*Passage for review*.
Member since: 1982
Occupation: Child psychologist in Exeter, N.H., and author of the “What to Do Guides for Kids” for APA’s Magination Press.
Organized psychology activities: Huebner is the New Hampshire State Psychological association’s public relations chair and her state’s coordinator for APA’s Public Education Committee.
Empowering kids: Huebner didn’t plan to be a child psychologist. At the University of Michigan, where she received her doctorate in 1987, she focused on adult psychodynamic therapy. But a first job on a child abuse team changed her population, and personal experience changed her approach. As a child, her son Eli — now a college sophomore — struggled with anxiety. “I was casting around trying to help him and landed on cognitive-behavioral therapy,” she remembers. “It made a huge difference, and I started using it in my practice.”
Now Huebner helps children age 12 and under cope with what she calls “heavy-duty” anxiety disorders. Her goal for both her practice and her books is the same: empowerment. “Therapy isn’t just about managing the problem or desperately trying to make it go away,” she says. “It’s about teaching kids skills they can use to get on top of their problems.”
Doctor, heal thyself: The publication of Huebner’s first book, “What to Do When You Worry Too Much: A Kid’s Guide to Overcoming Anxiety” (APA, 2005), brought speaking requests. “Public speaking terrified me,” Huebner admits. “I felt so hypocritical because here I had written a best-selling book on managing anxiety, and I was too nervous to talk about it.” To overcome her fears, she used the same techniques she uses with her patients, assigning herself homework and working through a desensitization program. Huebner also saw first-hand how empowering overcoming a problem can be. “And it’s reassuring as a professional to see that this stuff really does work,” she adds.

*Stored data*.
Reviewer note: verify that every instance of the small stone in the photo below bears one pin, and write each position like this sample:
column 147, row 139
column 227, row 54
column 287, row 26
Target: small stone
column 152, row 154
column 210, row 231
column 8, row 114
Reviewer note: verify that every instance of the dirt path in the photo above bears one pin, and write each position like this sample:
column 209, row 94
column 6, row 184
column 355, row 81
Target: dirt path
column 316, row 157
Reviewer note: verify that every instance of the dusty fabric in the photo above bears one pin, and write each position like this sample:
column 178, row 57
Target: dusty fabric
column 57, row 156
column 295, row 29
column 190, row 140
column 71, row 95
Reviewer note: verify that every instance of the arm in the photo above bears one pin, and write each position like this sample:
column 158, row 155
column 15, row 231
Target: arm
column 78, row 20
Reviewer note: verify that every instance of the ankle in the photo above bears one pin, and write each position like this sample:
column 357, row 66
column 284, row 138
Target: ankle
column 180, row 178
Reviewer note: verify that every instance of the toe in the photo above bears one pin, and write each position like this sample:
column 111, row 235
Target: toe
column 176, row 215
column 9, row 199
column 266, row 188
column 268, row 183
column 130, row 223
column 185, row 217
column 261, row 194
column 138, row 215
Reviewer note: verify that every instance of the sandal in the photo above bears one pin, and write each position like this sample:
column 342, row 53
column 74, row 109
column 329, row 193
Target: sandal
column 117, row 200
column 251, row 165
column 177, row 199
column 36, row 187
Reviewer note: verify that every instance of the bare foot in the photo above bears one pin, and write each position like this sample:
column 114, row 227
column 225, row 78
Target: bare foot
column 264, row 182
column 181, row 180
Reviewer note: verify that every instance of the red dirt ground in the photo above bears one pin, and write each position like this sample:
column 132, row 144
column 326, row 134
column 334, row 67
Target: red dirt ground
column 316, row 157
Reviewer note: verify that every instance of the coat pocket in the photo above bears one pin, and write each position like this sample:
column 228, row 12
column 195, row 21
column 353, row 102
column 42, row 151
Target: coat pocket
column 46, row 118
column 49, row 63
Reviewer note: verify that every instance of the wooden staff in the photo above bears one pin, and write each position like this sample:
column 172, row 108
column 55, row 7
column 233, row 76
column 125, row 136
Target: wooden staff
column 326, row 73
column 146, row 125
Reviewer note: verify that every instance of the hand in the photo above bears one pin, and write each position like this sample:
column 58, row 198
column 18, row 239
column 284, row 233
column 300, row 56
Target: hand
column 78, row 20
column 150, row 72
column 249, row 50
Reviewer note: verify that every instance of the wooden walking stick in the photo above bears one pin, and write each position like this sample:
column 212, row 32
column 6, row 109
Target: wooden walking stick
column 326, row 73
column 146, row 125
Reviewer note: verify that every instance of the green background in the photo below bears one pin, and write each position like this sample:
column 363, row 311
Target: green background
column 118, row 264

*Tasks to complete*.
1 – Edit the part of the Huebner profile that opens with the words "Member since: 1982" and closes with "Public Education Committee.", changing "public relations chair" to "membership chair".
2 – Continue the profile of psychologist Huebner from the point where it ends.

*Written answers*.
1 –
Member since: 1982
Occupation: Child psychologist in Exeter, N.H., and author of the “What to Do Guides for Kids” for APA’s Magination Press.
Organized psychology activities: Huebner is the New Hampshire State Psychological association’s membership chair and her state’s coordinator for APA’s Public Education Committee.

2 –
Biggest frustration: Huebner hears from parents around the world about how helpful her books have been. The problem? There simply aren’t enough psychologists doing cognitive-behavioral therapy with children. “I get calls from people trying to figure out if they’re going to drive two hours each way to see me,” she says.
A taste for travel: When it comes to vacations, Huebner and her husband, James — a physics teacher — love adventure. To celebrate her 50th birthday, Huebner invited friends to Honduras, where they snorkeled among eight-foot rays and other sea life, swam with dolphins and zipped through the treetops on a high-wire line. “I selected six women who’ve been influential in my life: a nursery school friend, a grad school friend, my editor and some local friends,” says Huebner. “It was wonderful!”